EXERCISE → Will you print the material below without altering a single character?

SUPPLIED RECORDS →

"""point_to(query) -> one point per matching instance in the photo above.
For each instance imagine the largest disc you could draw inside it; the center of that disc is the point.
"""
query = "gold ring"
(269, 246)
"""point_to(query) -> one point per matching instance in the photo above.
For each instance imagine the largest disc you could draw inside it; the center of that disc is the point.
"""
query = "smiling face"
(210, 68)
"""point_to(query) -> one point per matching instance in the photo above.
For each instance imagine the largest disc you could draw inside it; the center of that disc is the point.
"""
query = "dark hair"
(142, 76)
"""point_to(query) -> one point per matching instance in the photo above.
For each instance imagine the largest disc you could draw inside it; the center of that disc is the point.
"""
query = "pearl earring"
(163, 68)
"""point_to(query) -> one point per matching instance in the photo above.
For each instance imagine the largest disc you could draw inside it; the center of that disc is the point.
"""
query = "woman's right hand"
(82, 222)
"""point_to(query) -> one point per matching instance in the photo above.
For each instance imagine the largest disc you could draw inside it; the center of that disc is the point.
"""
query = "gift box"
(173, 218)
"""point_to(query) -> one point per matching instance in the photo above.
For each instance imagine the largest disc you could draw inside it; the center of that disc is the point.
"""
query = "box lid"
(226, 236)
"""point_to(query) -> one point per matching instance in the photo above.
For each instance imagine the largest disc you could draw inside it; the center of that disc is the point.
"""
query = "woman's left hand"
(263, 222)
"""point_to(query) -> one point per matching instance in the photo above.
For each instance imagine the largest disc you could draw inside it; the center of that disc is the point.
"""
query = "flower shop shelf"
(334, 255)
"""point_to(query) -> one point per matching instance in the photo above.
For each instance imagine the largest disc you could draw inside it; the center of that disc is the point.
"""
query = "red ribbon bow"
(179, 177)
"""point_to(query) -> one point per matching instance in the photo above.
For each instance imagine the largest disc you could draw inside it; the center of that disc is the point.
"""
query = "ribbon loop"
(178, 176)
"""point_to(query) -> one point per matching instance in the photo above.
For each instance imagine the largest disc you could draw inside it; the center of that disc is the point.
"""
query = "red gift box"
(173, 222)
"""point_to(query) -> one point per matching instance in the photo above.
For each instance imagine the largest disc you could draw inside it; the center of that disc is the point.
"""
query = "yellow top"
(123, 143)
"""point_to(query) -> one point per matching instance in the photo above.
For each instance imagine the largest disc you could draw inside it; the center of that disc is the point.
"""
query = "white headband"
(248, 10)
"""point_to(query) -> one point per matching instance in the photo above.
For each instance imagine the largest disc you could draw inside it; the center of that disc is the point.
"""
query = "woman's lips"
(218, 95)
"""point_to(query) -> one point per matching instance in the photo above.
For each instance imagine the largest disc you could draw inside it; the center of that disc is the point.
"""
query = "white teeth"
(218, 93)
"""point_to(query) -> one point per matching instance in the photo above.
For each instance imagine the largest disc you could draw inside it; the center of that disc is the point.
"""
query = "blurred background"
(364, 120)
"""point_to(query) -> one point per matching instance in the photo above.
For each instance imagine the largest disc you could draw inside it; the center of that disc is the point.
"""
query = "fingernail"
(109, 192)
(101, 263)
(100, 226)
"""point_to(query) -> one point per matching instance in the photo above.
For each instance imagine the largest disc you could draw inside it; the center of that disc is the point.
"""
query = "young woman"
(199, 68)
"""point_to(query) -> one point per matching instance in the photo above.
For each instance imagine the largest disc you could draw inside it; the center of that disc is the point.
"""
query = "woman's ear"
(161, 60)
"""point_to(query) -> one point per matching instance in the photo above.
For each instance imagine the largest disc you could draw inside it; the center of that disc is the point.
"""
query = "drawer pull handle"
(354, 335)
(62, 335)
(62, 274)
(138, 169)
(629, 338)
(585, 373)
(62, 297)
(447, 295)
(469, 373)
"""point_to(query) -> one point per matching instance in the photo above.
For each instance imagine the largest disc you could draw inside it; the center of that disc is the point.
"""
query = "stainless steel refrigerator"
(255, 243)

EXPECTED ANSWER →
"""point_to(query) -> one point per matching instance in the photo above.
For each instance imagine the largest disc you could draw inside it; the center of that disc is the point.
"""
query = "gold ring"
(269, 246)
"""point_to(query) -> one point per matching instance in the photo above.
For each instance imagine the largest disc you could draw inside it; the center of that disc is the point.
"""
query = "smiling face"
(210, 68)
"""point_to(query) -> one point per matching instance in the photo above.
For each instance imagine the largest disc you could draw inside it; the center of that disc is the point.
"""
query = "dark hair"
(142, 76)
"""point_to(query) -> one point per matching instance in the photo above.
For each instance imagine the largest disc you could draw inside it; the center of that disc is the point.
"""
query = "pearl earring"
(163, 68)
"""point_to(query) -> one point per matching instance in the photo above.
For each instance imagine the largest disc you could draw inside it; the center of that disc is the point.
"""
query = "woman's right hand"
(82, 222)
"""point_to(query) -> one point per matching instance in the photo above.
For each instance imagine the largest disc you could draw inside it; the center of that disc is the point.
"""
query = "gift box"
(173, 218)
"""point_to(query) -> one point per matching instance in the photo above.
For each instance imagine the largest disc you could draw inside it; the center of that disc is the point.
"""
query = "box lid"
(226, 236)
"""point_to(query) -> one point per matching instance in the photo above.
For each instance imagine the largest disc you could draw inside it; the center of that disc is the point.
"""
query = "woman's left hand"
(263, 222)
"""point_to(query) -> one point per matching instance in the photo above.
For each instance imagine the largest disc you could draw inside it; the center of that disc is the point.
"""
query = "flower shop shelf"
(334, 255)
"""point_to(query) -> one point per matching instance in the photo above.
For each instance imagine the largest disc you could draw inside it; the center of that disc is the point.
"""
query = "red ribbon bow"
(179, 177)
"""point_to(query) -> one point per matching instance in the photo above.
For each instance imagine the largest disc you could draw inside it; the center of that disc is the point.
"""
query = "ribbon loop"
(178, 176)
"""point_to(query) -> one point per matching instance in the photo above.
For each instance imagine the largest disc you could draw inside it; the center of that disc is the point.
"""
query = "red gift box"
(173, 222)
"""point_to(query) -> one point per matching instance in the photo above.
For each instance imagine the largest disc you could draw inside it; the center of that disc is the point.
"""
query = "yellow top"
(123, 143)
"""point_to(query) -> one point per matching instance in the photo above.
For each instance imagine the largest disc you could draw inside it; the center of that disc is the point.
"""
query = "white headband"
(248, 10)
"""point_to(query) -> one point per matching instance in the photo above.
For each instance imagine the largest disc you could draw inside it; the center of that disc is the point.
"""
query = "woman's lips"
(218, 95)
"""point_to(query) -> one point per matching instance in the photo above.
For each instance imagine the largest disc you could draw inside it; the center of that disc is the point.
"""
query = "white teeth"
(218, 93)
"""point_to(query) -> one point per matching instance in the photo above.
For each instance imagine the largest disc you could draw inside it; the center of that disc is the point.
"""
query = "blurred background"
(364, 120)
"""point_to(query) -> one point per matching instance in the photo above.
For each instance imagine the largest disc you could draw inside it; the center of that disc is the point.
"""
query = "fingernail"
(109, 192)
(101, 263)
(100, 226)
"""point_to(query) -> one point per matching instance in the photo above.
For each instance imagine the largest disc you could draw inside it; the center of that disc is the point.
"""
query = "young woman"
(199, 68)
"""point_to(query) -> one point per matching instance in the photo above.
For each instance imagine the largest disc you could draw inside it; the center of that disc is the point.
"""
query = "woman's ear"
(161, 60)
"""point_to(query) -> one point per matching instance in the photo above.
For each instance imagine the largest disc you could draw inside it; the center of that disc is the point.
"""
query = "drawer pull handle"
(354, 335)
(62, 335)
(62, 274)
(138, 169)
(629, 338)
(585, 373)
(62, 297)
(447, 295)
(469, 373)
"""point_to(query) -> one point per matching instance in the photo above.
For each instance imagine the largest disc you could draw inside it; the center of that disc is the point.
"""
query = "stainless steel refrigerator"
(255, 243)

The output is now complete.